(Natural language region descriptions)
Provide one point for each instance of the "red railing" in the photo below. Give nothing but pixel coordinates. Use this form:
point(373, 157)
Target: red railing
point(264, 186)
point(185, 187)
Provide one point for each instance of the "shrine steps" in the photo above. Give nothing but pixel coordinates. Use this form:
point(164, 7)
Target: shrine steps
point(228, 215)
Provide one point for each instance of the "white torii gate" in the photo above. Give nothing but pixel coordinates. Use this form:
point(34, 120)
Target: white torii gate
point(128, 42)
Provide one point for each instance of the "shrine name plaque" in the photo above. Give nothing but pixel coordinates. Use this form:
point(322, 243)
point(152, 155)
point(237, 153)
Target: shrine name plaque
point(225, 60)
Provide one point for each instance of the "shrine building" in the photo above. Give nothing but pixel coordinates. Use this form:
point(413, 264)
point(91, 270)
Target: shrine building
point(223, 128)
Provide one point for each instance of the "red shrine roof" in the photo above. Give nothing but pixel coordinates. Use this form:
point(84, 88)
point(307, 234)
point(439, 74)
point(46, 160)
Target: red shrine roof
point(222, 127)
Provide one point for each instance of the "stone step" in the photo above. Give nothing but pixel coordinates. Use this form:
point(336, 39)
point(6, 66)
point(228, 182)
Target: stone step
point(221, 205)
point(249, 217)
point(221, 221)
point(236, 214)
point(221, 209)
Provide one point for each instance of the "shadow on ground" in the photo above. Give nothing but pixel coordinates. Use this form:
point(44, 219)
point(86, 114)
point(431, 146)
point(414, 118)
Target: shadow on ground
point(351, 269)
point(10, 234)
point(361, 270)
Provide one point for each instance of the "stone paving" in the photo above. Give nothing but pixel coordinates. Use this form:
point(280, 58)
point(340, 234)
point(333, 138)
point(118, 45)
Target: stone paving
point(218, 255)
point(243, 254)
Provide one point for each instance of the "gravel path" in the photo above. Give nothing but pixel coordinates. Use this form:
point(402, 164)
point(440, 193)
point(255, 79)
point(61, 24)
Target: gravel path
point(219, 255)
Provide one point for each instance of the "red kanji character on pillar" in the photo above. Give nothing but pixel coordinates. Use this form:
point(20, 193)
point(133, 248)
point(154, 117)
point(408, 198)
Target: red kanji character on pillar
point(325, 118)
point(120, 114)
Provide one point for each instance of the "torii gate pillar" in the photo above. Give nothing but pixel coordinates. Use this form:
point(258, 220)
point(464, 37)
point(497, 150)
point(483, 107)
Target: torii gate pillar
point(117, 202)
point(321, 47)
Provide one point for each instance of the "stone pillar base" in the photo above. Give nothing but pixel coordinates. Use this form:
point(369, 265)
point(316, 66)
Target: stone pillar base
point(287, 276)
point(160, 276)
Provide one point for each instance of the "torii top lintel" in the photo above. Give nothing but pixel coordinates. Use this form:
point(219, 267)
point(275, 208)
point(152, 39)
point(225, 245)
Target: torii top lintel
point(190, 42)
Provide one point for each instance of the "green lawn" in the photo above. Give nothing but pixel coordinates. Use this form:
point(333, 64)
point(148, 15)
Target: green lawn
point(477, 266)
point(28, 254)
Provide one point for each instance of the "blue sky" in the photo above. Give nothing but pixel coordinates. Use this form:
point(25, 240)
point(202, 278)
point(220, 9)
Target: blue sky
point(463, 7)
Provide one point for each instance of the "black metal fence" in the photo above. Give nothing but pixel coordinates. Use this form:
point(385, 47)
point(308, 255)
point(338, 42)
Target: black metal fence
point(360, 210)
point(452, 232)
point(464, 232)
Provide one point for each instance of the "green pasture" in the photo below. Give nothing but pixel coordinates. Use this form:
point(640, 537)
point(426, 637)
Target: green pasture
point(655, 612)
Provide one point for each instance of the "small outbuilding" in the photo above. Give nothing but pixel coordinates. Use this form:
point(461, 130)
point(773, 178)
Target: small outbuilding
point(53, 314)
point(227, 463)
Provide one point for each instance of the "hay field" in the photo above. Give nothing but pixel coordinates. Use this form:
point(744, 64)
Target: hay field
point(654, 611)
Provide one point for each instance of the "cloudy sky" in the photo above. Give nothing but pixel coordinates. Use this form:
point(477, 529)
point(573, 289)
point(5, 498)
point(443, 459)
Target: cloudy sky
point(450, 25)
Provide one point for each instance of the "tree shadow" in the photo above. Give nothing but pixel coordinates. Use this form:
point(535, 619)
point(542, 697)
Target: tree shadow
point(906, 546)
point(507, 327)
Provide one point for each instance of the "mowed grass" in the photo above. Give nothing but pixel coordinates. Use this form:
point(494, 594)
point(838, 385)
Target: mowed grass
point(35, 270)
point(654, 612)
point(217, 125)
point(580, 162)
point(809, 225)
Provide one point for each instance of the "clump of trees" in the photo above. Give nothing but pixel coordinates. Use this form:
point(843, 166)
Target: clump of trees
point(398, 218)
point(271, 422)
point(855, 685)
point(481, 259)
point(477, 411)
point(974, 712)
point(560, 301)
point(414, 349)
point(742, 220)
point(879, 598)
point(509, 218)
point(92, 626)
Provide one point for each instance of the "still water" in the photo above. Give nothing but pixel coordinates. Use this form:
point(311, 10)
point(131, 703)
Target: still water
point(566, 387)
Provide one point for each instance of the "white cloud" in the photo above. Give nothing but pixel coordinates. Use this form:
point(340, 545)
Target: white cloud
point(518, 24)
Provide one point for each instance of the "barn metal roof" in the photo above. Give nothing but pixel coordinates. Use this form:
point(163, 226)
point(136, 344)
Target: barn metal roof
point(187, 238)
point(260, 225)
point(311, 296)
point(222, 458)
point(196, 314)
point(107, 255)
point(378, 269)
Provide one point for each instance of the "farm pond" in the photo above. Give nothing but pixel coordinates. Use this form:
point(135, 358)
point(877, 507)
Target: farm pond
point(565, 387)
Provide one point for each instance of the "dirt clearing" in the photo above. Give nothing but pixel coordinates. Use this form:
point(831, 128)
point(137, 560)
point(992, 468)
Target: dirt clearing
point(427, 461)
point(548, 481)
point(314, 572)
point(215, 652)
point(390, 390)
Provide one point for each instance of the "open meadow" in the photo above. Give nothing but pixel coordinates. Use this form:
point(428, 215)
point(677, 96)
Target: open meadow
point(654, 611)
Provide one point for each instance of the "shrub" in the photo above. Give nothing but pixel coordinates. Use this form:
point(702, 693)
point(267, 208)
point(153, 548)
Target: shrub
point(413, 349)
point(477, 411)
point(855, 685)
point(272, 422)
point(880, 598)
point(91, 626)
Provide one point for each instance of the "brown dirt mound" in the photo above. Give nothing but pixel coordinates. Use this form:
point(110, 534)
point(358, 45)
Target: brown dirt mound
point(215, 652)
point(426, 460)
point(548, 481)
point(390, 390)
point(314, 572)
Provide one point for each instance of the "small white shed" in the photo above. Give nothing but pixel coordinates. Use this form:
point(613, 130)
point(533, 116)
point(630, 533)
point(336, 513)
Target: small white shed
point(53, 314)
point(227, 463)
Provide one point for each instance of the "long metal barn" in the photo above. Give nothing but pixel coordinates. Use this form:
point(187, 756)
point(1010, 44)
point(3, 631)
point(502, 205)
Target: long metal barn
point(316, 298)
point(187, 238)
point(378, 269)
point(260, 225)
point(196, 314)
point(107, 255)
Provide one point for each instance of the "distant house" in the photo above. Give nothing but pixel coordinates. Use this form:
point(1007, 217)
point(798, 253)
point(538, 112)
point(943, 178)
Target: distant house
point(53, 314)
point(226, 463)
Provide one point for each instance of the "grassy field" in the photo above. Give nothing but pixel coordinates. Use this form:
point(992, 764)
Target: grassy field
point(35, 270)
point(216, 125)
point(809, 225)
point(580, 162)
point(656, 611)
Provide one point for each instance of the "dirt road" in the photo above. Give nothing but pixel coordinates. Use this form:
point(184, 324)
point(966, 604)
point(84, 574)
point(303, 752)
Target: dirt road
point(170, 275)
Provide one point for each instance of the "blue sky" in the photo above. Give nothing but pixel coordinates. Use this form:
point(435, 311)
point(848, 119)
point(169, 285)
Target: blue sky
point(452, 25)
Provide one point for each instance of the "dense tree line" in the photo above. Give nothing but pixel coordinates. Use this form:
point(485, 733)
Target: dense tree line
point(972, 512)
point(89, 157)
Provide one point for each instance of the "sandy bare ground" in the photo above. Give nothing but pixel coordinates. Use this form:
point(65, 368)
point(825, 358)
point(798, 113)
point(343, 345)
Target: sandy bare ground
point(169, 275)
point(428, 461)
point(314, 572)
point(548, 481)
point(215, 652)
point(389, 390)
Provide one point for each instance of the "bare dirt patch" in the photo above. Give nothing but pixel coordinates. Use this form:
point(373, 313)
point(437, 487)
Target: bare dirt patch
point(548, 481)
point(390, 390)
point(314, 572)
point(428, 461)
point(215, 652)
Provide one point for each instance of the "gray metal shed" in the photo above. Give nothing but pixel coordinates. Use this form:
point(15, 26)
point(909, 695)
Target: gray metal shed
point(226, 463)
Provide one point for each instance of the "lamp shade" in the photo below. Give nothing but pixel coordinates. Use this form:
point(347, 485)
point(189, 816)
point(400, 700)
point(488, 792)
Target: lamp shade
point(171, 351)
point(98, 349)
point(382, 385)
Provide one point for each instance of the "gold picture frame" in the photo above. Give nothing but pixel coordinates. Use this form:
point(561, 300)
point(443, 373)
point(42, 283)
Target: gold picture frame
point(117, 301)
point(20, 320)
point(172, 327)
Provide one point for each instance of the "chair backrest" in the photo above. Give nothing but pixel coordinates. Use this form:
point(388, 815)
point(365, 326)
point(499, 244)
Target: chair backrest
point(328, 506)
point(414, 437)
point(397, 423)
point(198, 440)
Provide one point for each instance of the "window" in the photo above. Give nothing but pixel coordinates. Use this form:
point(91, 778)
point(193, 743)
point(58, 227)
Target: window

§ YOUR GOAL: Collect every line with the string "window" from the records, and copy each.

§ ANSWER FOR THE TASK:
Provide one point for each instance of the "window" in the photo above. Give nothing but pixel coordinates. Use this form:
Target: window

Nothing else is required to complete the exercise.